> **Objective**: Rescale the items starting at the line that contains "Task: pin the man in blue" and stopping after the line that contains "point(49, 16)", writing out every line again, requests included. Multiply each x and y coordinate in the answers by 0.7 and round it to a whole number, with halves rounded up.

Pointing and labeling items
□ □ □ □ □

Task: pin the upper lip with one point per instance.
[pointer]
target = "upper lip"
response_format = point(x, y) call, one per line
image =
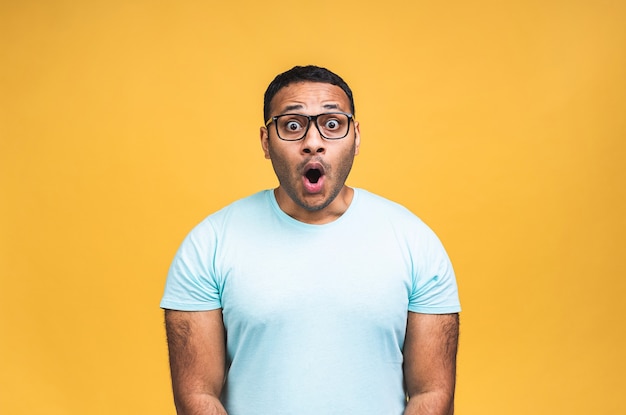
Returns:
point(313, 165)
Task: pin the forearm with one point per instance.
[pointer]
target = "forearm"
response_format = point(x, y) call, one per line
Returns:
point(430, 403)
point(198, 404)
point(197, 352)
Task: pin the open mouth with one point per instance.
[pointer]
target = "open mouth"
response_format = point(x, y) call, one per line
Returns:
point(313, 175)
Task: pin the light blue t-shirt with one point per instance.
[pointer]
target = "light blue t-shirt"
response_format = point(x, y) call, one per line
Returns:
point(315, 315)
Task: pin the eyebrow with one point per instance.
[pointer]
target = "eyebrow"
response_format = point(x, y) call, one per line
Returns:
point(300, 106)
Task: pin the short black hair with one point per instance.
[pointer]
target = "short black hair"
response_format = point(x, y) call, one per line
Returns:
point(309, 73)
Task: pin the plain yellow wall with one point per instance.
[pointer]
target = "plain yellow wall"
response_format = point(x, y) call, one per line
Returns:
point(124, 123)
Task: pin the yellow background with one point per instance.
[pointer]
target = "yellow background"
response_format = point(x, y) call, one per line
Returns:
point(124, 123)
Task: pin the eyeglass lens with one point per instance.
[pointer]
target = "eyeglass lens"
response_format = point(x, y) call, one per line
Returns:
point(295, 126)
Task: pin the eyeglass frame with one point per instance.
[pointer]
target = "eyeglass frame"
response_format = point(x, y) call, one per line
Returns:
point(310, 118)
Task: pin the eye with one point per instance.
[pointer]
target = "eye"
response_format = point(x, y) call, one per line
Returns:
point(292, 125)
point(332, 124)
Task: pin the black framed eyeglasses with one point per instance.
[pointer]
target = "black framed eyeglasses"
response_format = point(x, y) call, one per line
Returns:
point(294, 127)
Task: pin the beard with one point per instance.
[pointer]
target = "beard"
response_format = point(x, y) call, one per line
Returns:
point(290, 177)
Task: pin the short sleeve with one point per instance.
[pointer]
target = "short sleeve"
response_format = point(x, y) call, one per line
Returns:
point(191, 281)
point(434, 288)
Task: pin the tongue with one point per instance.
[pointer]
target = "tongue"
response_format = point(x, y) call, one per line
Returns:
point(313, 184)
point(313, 175)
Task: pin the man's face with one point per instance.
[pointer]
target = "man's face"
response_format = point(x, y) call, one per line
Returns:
point(312, 171)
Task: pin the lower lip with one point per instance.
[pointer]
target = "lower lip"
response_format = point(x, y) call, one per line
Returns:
point(313, 187)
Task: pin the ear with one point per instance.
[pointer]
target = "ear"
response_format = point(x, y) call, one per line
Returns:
point(265, 137)
point(357, 137)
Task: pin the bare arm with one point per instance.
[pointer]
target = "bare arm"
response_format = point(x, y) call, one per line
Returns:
point(430, 363)
point(197, 353)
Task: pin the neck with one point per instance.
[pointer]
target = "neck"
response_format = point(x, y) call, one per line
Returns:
point(327, 214)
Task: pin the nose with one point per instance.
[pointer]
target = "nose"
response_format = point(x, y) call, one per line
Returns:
point(313, 142)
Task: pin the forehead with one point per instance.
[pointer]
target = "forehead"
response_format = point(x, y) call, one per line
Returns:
point(310, 96)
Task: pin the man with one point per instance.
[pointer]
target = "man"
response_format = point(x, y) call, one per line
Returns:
point(314, 297)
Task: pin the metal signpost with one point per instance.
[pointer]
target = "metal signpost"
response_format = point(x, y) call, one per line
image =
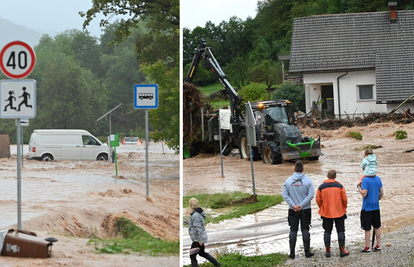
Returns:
point(251, 137)
point(114, 142)
point(17, 97)
point(109, 141)
point(146, 97)
point(23, 123)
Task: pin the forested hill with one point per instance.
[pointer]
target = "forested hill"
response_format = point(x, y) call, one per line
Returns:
point(248, 49)
point(12, 32)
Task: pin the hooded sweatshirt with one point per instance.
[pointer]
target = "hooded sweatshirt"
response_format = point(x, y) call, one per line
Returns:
point(298, 190)
point(369, 165)
point(196, 226)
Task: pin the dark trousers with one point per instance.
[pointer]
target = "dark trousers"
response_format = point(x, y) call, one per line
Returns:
point(302, 216)
point(327, 224)
point(196, 248)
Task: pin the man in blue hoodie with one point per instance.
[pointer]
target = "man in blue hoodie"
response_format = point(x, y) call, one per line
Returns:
point(298, 192)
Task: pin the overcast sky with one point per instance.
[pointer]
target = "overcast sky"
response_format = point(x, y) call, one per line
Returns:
point(197, 12)
point(49, 16)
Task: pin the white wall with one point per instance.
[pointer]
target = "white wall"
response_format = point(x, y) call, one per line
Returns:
point(348, 91)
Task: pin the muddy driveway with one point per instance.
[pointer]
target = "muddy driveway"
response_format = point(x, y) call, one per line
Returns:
point(77, 200)
point(267, 231)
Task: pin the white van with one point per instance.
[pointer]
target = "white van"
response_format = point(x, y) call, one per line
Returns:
point(66, 145)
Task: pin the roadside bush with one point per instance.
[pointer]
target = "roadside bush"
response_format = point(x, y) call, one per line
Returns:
point(355, 135)
point(400, 134)
point(368, 146)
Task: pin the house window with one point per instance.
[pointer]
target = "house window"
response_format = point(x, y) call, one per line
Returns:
point(365, 92)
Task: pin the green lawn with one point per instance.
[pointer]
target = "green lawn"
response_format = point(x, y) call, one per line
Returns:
point(134, 239)
point(231, 259)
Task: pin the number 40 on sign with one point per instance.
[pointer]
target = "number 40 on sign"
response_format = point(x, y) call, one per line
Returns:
point(17, 60)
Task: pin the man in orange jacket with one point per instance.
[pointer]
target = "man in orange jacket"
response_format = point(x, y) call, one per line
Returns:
point(332, 201)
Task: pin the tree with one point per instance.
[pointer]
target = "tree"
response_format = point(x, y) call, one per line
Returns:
point(163, 14)
point(291, 91)
point(68, 95)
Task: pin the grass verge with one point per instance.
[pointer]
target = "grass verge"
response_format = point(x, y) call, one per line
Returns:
point(228, 207)
point(134, 239)
point(231, 259)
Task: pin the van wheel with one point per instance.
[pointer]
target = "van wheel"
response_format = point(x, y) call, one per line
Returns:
point(47, 157)
point(102, 157)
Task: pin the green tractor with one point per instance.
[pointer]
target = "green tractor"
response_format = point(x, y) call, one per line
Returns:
point(277, 137)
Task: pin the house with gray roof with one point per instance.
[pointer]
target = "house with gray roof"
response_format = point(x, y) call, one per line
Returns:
point(356, 63)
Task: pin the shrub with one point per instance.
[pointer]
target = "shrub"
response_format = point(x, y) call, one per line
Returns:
point(253, 92)
point(355, 135)
point(400, 134)
point(291, 91)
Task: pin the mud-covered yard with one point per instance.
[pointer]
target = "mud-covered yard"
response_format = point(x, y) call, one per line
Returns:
point(74, 201)
point(267, 231)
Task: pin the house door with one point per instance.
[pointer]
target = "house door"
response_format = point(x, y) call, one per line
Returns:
point(327, 96)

□ □ □ □ □

> **Finished answer**:
Task: pin the man in blue hoodie with one point per instance.
[pointer]
target = "man in blue hoodie"
response_format = point(x, y) call, one per line
Returns:
point(209, 134)
Task: pin the overcast sky with one point per instance.
[pointer]
target = "overcast sky"
response_format = point(x, y) call, one per line
Returns:
point(138, 8)
point(34, 11)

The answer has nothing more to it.